### Excerpted passage

In February 2022, President Biden and the White House announced a comprehensive, multi-faceted nursing home reform agenda. While the Centers for Medicare & Medicaid Services (CMS) has taken steps to implement many parts of the agenda, it has largely ignored the directive to strengthen the enforcement of standards of care for nursing facilities. Instead it has allowed Trump Administration policies which explicitly overturned Obama Administration policies and otherwise reduced enforcement, to remain in place. The Center for Medicare Advocacy calls on CMS to strengthen enforcement and protect residents.
Weakened Enforcement Policies Remain In Place:
- In CMS, “Clarification regarding Nurse Aide Training and Competency Evaluation Program (NATCEP/CEP) Waiver and Appeal Requirements,” S&C: 18-02-NH (Oct. 27, 2017), CMS revised guidance to delay, until after appeals, a facility’s losing authority to conduct its own nurse aide training program and allowed CMS to waive facilities’ loss of nurse aide training authority entirely, on a case-by-case basis. That policy guidance remains in place.
- In CMS, “Revised Policies regarding the Immediate Imposition of Federal Remedies – FOR ACTION,” S&C: 18-01-NH (Oct. 27, 2017), CMS explicitly proposed replacing S&C: 16-31-NH (Jul. 22, 2016, rev. Jul. 29, 2016), as requested by the American Health Care Association in a December 2016 letter to then President-Elect Trump and again in a March 9, 2017 letter to then-HHS Secretary Tom Price.

######
### Dataset extract

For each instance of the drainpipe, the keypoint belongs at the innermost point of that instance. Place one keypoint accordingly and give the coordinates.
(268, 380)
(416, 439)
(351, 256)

######

» **Exercise tasks**:
1/ Answer the following from the nursing home enforcement text:
(a) In what month and year did President Biden and the White House announce the nursing home reform agenda?
(b) Under S&C: 18-02-NH, until when is a facility's loss of authority to conduct its own nurse aide training program delayed?
(c) Which organization requested that S&C: 16-31-NH be replaced?
2/ Carry on the nursing home enforcement text from the point at which it stops.
The data that accompany it have no connection to the nursing home enforcement text.

» **Outputs by task**:
1/
(a) February 2022
(b) Until after appeals
(c) The American Health Care Association

2/
- CMS made these proposed changes final in CMS, “Final Revised Policies Regarding the Immediate Imposition of Federal Remedies,” QSO-18-18-NH (Jun. 15, 2018). CMS limited CMPs for immediate jeopardy to deficiencies resulting in serious injury, harm, or death and authorized Regional Offices (now Locations) to impose remedies other than CMPs for jeopardy and to consider when noncompliance results from a one-time mistake. That policy guidance remains in place.
- National Consumer Voice for Quality Long-Term Care v. Azar, Case No. 21-162 (D.D.C. filed Jan. 18, 2021), challenged the use of only per instance CMPs for “past noncompliance.” In settling the case, CMS withdrew the surveyor guidance and the CMP Analytic Tool, S&C: 17-37-NH (Jul. 7, 2017) issued in 2017, at QSO-21-20-NH (Jul. 28, 2021). The July 2017 guidance made lower per instance CMPs the default; discouraged Regional Offices from starting per day CMPs before “the start date of the survey;” required Central Office to review CMPs exceeding $250,000; and expanded facilities’ ability to describe CMPs as unaffordable, among other changes that reduced CMP amounts. Although CMS withdrew that entire surveyor guidance document, it has not updated the guidance for CMPs and has not released a new CMP Analytic Tool.